___ ENTRIES
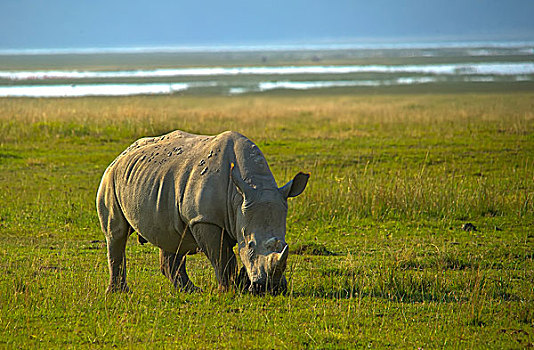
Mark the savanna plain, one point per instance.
(416, 229)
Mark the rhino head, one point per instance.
(261, 230)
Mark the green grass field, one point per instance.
(379, 257)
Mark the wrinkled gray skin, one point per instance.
(186, 193)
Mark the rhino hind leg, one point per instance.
(173, 267)
(116, 244)
(218, 247)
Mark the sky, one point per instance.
(47, 24)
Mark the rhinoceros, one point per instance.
(187, 193)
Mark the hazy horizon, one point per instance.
(58, 24)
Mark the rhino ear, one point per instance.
(296, 186)
(242, 187)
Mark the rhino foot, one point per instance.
(190, 288)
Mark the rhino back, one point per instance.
(166, 184)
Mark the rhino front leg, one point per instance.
(218, 247)
(173, 267)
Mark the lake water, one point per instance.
(480, 63)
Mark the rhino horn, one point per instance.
(281, 261)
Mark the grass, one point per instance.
(379, 255)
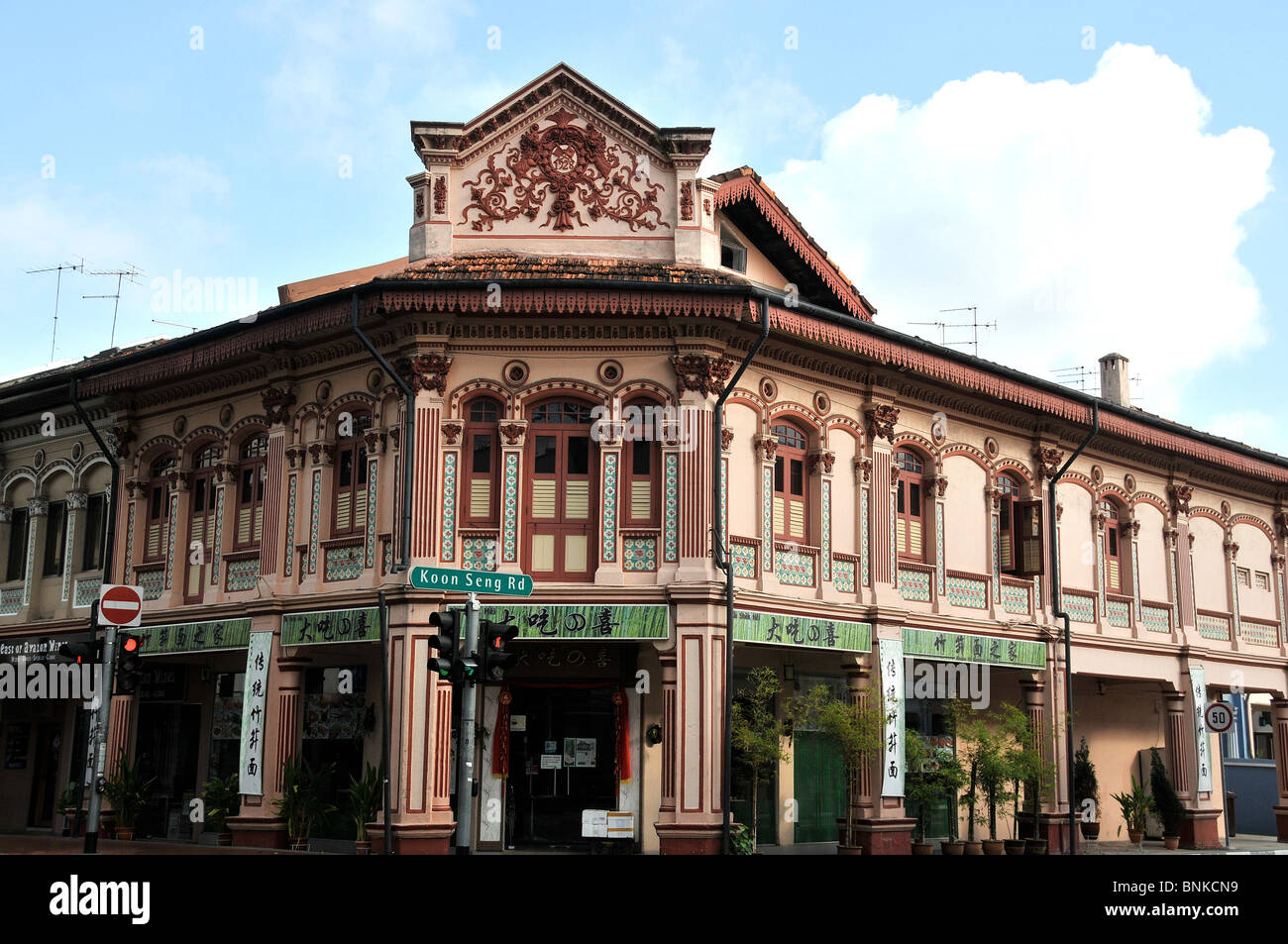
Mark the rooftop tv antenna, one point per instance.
(974, 325)
(58, 292)
(132, 274)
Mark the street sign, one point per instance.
(472, 581)
(1219, 717)
(120, 605)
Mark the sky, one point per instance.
(1090, 178)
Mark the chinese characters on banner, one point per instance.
(892, 698)
(253, 713)
(1198, 682)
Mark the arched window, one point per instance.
(252, 472)
(642, 460)
(791, 488)
(562, 491)
(159, 509)
(351, 475)
(1113, 548)
(910, 506)
(484, 462)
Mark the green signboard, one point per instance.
(811, 633)
(603, 622)
(361, 625)
(472, 581)
(958, 647)
(211, 635)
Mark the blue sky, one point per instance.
(214, 141)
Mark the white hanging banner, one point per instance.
(1198, 684)
(252, 771)
(892, 699)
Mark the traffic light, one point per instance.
(496, 660)
(446, 642)
(82, 653)
(128, 662)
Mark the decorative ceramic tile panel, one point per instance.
(478, 553)
(151, 582)
(914, 584)
(510, 514)
(671, 507)
(372, 513)
(243, 575)
(1155, 618)
(608, 522)
(1081, 609)
(1016, 599)
(964, 591)
(794, 569)
(290, 526)
(842, 575)
(343, 563)
(639, 554)
(1214, 627)
(314, 515)
(450, 506)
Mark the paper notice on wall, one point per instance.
(892, 699)
(252, 771)
(1198, 685)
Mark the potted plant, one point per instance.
(301, 803)
(1134, 807)
(128, 792)
(223, 800)
(1166, 802)
(857, 732)
(1086, 787)
(758, 733)
(365, 796)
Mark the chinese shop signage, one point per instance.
(207, 636)
(253, 715)
(778, 629)
(992, 651)
(557, 621)
(331, 626)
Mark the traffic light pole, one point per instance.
(99, 743)
(469, 704)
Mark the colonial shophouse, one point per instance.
(566, 257)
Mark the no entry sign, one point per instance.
(120, 605)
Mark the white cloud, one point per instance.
(1085, 218)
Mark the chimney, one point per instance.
(1115, 385)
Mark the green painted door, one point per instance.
(819, 785)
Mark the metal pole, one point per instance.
(465, 759)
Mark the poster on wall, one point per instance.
(253, 713)
(1198, 682)
(892, 697)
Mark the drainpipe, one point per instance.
(106, 682)
(721, 553)
(408, 442)
(1056, 609)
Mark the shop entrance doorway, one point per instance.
(563, 760)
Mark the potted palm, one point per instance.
(858, 733)
(1086, 787)
(223, 800)
(1166, 802)
(365, 796)
(1134, 807)
(128, 792)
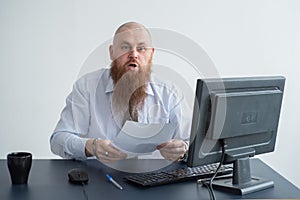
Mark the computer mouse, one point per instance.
(78, 176)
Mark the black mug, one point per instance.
(19, 164)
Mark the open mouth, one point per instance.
(132, 65)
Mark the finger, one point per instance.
(179, 150)
(113, 152)
(162, 145)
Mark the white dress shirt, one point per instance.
(88, 113)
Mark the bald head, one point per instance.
(132, 26)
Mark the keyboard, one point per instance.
(178, 175)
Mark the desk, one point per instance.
(48, 180)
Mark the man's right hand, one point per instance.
(103, 150)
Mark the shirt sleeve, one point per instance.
(180, 116)
(68, 139)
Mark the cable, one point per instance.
(209, 184)
(84, 191)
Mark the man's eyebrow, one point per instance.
(128, 43)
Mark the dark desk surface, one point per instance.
(48, 180)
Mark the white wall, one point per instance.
(43, 45)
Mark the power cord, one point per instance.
(208, 184)
(84, 191)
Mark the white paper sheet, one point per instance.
(139, 139)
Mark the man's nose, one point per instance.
(133, 53)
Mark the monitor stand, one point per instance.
(242, 182)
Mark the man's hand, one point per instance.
(104, 151)
(173, 150)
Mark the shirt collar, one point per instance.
(110, 87)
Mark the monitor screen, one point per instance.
(240, 113)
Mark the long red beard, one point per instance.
(129, 91)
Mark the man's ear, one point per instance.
(111, 52)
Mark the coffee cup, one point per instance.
(19, 164)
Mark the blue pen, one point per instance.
(114, 182)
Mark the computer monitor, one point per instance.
(242, 114)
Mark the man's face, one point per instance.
(131, 49)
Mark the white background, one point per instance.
(43, 45)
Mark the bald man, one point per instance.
(102, 101)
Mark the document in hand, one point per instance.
(139, 138)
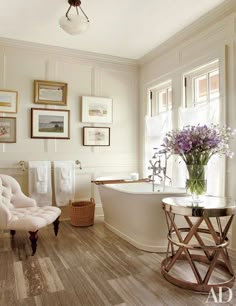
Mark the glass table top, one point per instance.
(209, 206)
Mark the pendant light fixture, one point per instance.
(74, 23)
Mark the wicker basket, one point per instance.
(82, 212)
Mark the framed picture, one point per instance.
(7, 129)
(96, 110)
(8, 101)
(47, 92)
(50, 123)
(96, 136)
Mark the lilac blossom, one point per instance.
(196, 144)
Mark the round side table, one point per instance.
(204, 240)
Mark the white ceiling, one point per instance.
(125, 28)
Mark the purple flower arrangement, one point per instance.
(197, 144)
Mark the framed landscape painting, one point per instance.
(50, 123)
(47, 92)
(96, 110)
(7, 129)
(8, 101)
(96, 136)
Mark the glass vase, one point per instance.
(196, 183)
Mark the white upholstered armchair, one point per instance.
(19, 212)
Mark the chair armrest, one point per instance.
(20, 200)
(5, 216)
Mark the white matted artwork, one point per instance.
(50, 123)
(96, 109)
(8, 101)
(96, 136)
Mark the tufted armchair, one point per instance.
(19, 212)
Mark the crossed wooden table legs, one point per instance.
(207, 254)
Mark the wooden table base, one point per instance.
(210, 257)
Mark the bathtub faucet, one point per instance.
(157, 168)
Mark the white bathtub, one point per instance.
(135, 213)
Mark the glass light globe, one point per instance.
(76, 24)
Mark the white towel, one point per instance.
(64, 181)
(40, 182)
(42, 178)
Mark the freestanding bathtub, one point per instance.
(135, 213)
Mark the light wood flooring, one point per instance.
(87, 266)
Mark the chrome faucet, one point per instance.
(157, 168)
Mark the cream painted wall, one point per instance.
(86, 74)
(181, 54)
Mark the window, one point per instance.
(203, 106)
(160, 98)
(202, 85)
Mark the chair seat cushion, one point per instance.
(32, 218)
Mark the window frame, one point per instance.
(154, 98)
(191, 76)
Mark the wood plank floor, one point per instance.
(87, 266)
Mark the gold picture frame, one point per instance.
(50, 123)
(48, 92)
(8, 101)
(96, 136)
(7, 129)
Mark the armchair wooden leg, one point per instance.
(33, 238)
(12, 233)
(56, 226)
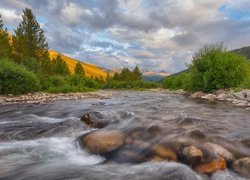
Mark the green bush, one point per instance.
(16, 79)
(212, 68)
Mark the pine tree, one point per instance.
(136, 73)
(108, 77)
(59, 66)
(79, 70)
(116, 76)
(29, 40)
(5, 47)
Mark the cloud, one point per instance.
(154, 34)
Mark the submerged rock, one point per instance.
(192, 155)
(103, 141)
(164, 152)
(242, 167)
(212, 166)
(94, 120)
(219, 150)
(210, 97)
(198, 94)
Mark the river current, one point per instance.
(40, 141)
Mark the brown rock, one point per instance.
(192, 155)
(94, 120)
(101, 142)
(164, 152)
(219, 150)
(210, 97)
(198, 94)
(214, 165)
(242, 166)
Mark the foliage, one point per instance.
(16, 79)
(29, 41)
(212, 68)
(5, 47)
(79, 70)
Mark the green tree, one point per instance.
(5, 47)
(214, 68)
(137, 73)
(29, 40)
(79, 70)
(108, 78)
(126, 75)
(116, 76)
(59, 66)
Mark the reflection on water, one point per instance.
(40, 140)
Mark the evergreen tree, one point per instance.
(126, 75)
(116, 76)
(5, 47)
(136, 73)
(29, 40)
(59, 66)
(79, 70)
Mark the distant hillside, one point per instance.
(90, 69)
(244, 51)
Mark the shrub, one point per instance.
(16, 79)
(213, 68)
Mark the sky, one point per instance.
(157, 35)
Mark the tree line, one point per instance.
(26, 66)
(28, 46)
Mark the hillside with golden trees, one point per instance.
(90, 69)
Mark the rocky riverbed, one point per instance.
(129, 135)
(37, 98)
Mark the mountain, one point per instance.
(90, 69)
(154, 76)
(244, 51)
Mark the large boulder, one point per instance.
(192, 155)
(220, 151)
(242, 167)
(210, 97)
(243, 95)
(102, 141)
(198, 94)
(94, 120)
(212, 166)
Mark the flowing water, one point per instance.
(40, 141)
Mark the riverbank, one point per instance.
(239, 99)
(37, 98)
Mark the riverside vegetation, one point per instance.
(26, 66)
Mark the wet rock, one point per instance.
(210, 97)
(192, 155)
(94, 120)
(212, 166)
(225, 97)
(164, 152)
(242, 167)
(243, 95)
(220, 151)
(198, 94)
(219, 92)
(102, 141)
(129, 154)
(197, 135)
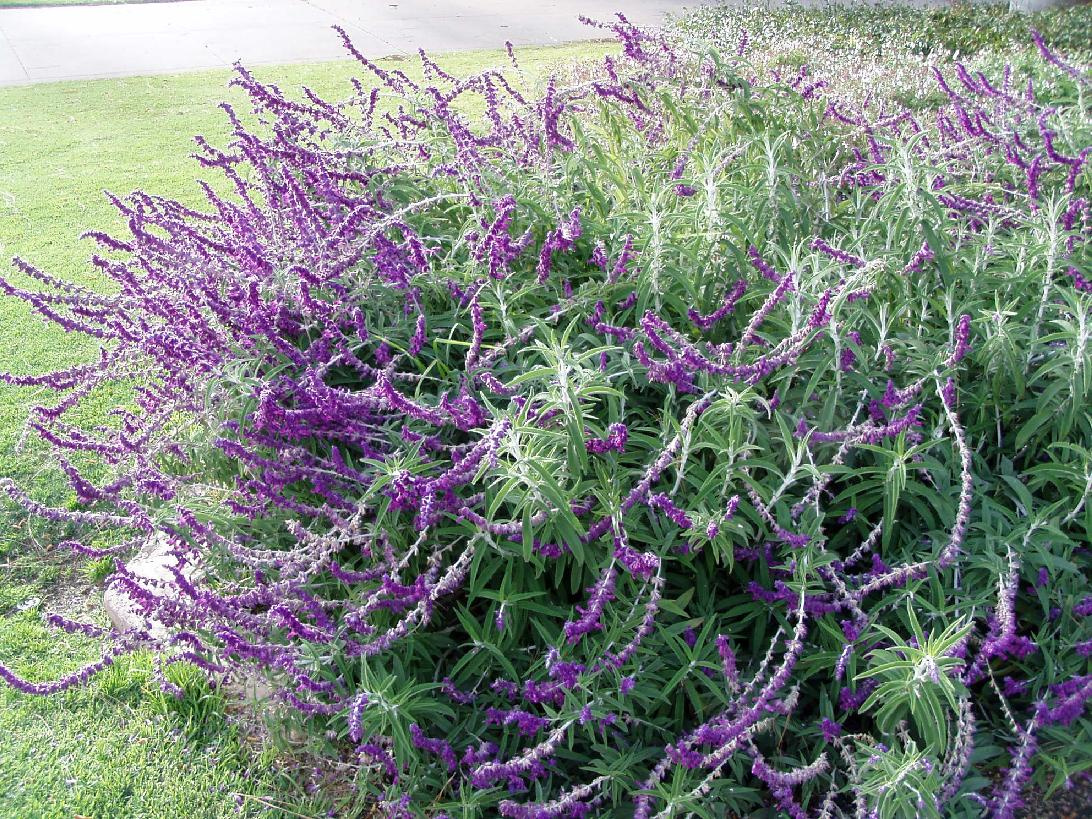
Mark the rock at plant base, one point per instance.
(153, 562)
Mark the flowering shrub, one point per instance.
(675, 441)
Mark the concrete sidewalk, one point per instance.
(80, 43)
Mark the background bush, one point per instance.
(673, 441)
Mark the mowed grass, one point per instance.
(117, 748)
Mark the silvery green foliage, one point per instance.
(678, 441)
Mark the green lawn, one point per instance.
(116, 749)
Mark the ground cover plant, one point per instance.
(678, 441)
(117, 747)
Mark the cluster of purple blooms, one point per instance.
(408, 458)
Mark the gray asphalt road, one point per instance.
(86, 42)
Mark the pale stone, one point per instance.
(153, 562)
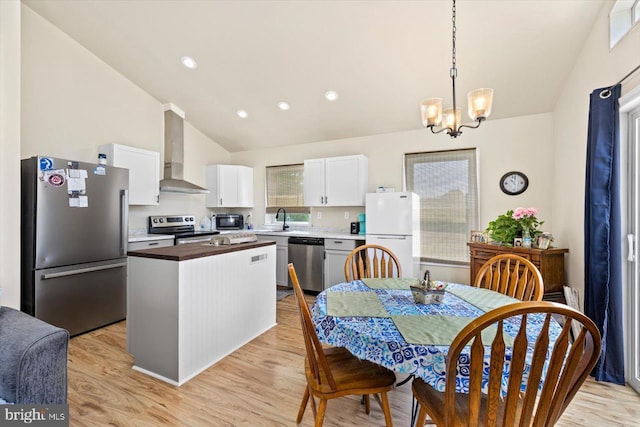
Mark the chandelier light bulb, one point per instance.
(431, 111)
(479, 101)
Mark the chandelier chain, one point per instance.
(453, 38)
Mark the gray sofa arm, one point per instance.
(33, 359)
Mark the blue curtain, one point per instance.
(602, 229)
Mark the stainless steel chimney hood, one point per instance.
(174, 154)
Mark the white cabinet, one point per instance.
(282, 257)
(335, 255)
(229, 186)
(336, 181)
(144, 171)
(148, 244)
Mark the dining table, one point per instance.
(379, 320)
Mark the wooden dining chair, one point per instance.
(569, 365)
(334, 372)
(511, 275)
(371, 261)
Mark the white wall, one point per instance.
(520, 143)
(72, 102)
(597, 66)
(10, 149)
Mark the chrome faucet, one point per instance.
(284, 220)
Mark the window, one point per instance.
(285, 189)
(447, 183)
(623, 16)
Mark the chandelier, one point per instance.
(479, 102)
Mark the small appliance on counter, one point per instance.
(229, 222)
(234, 238)
(182, 227)
(355, 228)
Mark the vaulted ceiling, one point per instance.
(381, 57)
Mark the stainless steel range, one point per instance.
(182, 227)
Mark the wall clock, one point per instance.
(513, 183)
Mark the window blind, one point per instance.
(447, 184)
(285, 188)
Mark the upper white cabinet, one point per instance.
(144, 171)
(229, 186)
(336, 181)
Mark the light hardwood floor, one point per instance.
(259, 385)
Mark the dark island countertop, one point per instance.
(195, 250)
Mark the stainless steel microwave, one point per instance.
(229, 222)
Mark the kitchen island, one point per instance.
(191, 305)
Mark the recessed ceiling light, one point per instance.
(189, 62)
(331, 95)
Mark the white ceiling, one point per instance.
(382, 57)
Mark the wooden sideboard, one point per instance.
(550, 262)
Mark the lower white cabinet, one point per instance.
(282, 257)
(148, 244)
(335, 255)
(184, 316)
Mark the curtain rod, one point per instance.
(607, 92)
(628, 75)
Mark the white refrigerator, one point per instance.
(393, 221)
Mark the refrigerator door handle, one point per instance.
(124, 221)
(83, 270)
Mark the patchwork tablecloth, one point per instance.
(379, 339)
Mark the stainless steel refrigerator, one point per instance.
(74, 231)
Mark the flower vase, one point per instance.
(526, 238)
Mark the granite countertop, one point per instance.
(311, 233)
(194, 250)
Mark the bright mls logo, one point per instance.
(37, 415)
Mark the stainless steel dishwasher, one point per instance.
(307, 256)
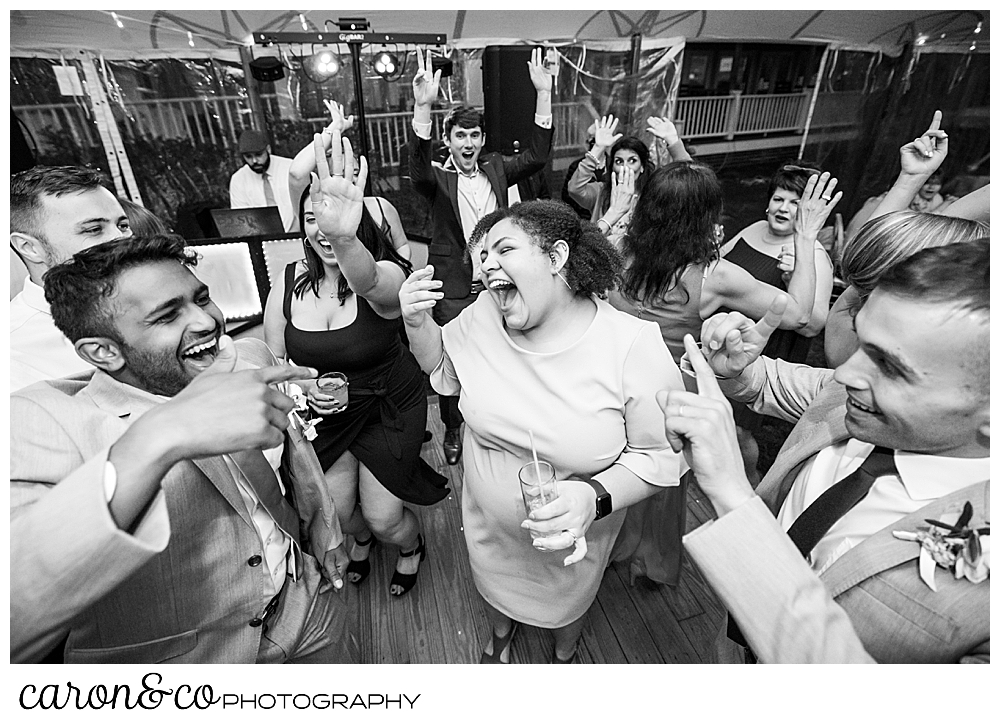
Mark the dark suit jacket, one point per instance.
(439, 185)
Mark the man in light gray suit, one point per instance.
(147, 525)
(809, 566)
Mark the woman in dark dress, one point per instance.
(338, 311)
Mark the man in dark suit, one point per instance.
(461, 191)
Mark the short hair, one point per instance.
(78, 290)
(957, 273)
(463, 117)
(889, 239)
(28, 187)
(141, 220)
(792, 177)
(593, 265)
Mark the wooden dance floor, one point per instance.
(442, 619)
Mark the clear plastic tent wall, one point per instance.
(178, 119)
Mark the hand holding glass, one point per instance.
(538, 488)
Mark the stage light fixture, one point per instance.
(386, 64)
(322, 65)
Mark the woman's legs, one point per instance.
(568, 638)
(389, 520)
(500, 625)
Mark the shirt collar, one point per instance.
(34, 296)
(929, 477)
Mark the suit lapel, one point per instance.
______
WHAT YOU ARE ASKED TO DO
Copy the lines of the listing verbatim, starting at the line with "Mark the hand" and continuing through the end of the listing.

WRITTEN ANSWER
Mark the hand holding glass, one point per instance.
(538, 488)
Mark the stage light fixture, one point per instance.
(386, 64)
(322, 65)
Mark the woman's legs, one point per instance.
(568, 638)
(389, 520)
(500, 625)
Mark the shirt collar, one point per instance.
(34, 296)
(929, 477)
Mark the suit lapel, one point per instance.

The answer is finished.